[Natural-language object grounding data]
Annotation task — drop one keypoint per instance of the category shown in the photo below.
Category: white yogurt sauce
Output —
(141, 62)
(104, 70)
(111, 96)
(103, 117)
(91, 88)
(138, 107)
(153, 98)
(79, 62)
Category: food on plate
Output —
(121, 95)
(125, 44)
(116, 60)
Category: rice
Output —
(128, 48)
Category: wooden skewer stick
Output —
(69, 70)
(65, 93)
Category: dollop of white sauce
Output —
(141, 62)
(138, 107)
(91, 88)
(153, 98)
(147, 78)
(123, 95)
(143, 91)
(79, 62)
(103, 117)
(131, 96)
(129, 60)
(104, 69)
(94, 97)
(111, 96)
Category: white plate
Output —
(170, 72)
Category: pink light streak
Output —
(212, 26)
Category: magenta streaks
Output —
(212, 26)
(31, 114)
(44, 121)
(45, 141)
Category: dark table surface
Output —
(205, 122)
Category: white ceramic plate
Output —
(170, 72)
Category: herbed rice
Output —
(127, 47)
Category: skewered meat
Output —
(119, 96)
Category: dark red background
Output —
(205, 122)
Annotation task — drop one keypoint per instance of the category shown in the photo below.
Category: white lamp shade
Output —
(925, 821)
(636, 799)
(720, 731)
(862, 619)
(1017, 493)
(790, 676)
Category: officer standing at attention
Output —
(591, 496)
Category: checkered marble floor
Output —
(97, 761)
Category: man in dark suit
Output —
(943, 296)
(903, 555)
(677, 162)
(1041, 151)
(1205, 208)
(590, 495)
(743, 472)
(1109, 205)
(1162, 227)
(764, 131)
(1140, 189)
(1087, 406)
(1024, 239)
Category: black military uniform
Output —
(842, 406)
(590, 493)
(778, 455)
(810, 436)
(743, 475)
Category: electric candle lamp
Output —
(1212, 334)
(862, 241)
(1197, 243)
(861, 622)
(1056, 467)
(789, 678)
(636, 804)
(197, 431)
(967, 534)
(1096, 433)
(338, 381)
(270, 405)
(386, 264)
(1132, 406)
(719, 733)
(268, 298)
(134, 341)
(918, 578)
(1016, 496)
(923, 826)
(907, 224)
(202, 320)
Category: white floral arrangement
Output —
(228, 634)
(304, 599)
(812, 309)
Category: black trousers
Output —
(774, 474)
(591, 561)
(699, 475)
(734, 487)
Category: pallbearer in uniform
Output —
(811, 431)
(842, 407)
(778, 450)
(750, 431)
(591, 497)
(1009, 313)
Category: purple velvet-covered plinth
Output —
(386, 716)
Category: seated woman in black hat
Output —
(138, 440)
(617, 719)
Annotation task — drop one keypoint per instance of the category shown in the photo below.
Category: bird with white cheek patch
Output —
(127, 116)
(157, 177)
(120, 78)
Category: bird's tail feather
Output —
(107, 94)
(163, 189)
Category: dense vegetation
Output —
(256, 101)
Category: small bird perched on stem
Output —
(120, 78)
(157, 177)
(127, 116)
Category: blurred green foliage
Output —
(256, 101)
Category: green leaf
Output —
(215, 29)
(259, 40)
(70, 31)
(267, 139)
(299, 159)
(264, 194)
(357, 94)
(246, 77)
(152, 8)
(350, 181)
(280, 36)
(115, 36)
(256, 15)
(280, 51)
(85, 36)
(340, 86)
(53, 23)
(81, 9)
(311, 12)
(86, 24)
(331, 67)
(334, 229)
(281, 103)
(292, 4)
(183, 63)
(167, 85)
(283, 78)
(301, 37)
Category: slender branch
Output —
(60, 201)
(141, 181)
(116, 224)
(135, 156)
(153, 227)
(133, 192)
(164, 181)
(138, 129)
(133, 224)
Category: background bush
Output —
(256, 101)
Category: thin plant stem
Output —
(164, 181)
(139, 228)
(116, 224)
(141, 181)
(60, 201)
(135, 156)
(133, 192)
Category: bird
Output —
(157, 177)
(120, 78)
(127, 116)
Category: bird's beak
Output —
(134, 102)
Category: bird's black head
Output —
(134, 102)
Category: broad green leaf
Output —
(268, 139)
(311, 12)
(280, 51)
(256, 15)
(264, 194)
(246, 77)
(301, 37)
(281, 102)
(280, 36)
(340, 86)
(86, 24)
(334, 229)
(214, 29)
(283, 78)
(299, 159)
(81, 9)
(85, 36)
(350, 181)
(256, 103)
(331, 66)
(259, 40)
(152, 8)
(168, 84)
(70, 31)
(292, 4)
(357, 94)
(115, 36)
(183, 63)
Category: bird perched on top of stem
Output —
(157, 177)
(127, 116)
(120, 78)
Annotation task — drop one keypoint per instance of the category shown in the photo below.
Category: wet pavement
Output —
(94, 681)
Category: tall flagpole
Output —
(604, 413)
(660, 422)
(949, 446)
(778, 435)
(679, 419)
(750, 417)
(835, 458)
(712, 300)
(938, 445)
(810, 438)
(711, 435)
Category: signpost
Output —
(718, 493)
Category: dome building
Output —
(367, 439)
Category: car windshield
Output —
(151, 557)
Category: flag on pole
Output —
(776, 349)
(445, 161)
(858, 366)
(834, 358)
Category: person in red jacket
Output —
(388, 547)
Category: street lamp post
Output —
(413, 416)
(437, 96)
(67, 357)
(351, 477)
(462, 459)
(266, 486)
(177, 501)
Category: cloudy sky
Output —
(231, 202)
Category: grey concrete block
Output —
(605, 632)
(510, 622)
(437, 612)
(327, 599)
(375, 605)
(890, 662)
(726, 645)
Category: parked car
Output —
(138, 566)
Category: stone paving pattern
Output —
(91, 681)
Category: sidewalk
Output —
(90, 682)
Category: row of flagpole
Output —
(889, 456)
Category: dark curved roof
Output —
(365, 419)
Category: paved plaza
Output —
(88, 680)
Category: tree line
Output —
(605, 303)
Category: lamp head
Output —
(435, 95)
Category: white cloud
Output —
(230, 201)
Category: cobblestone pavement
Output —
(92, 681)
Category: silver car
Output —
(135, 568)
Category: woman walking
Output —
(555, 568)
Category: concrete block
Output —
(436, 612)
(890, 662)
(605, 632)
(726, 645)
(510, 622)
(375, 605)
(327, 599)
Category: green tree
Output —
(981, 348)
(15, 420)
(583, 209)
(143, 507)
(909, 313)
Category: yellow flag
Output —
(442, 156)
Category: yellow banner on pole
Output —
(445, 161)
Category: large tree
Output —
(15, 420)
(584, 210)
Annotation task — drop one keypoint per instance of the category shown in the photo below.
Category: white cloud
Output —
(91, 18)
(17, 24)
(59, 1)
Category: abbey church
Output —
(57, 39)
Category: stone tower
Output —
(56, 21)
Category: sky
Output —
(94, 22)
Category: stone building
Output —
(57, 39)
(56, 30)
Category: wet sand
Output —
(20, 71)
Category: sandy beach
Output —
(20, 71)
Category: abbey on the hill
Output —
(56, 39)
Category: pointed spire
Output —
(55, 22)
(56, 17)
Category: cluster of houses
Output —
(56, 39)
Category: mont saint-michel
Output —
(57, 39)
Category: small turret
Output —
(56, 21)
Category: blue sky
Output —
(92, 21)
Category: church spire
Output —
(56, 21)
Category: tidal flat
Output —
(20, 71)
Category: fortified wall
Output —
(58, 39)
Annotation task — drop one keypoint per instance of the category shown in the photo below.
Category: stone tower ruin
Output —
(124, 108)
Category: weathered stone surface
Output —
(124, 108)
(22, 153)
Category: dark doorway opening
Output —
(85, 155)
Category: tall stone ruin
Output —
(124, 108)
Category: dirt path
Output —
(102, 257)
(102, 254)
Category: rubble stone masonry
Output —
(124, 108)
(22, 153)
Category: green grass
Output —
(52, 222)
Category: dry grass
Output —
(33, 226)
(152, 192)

EXERCISE DETAILS :: The answer consists of every line above in which the word "abbey" occurs.

RESULT ::
Category: abbey church
Category: abbey on the hill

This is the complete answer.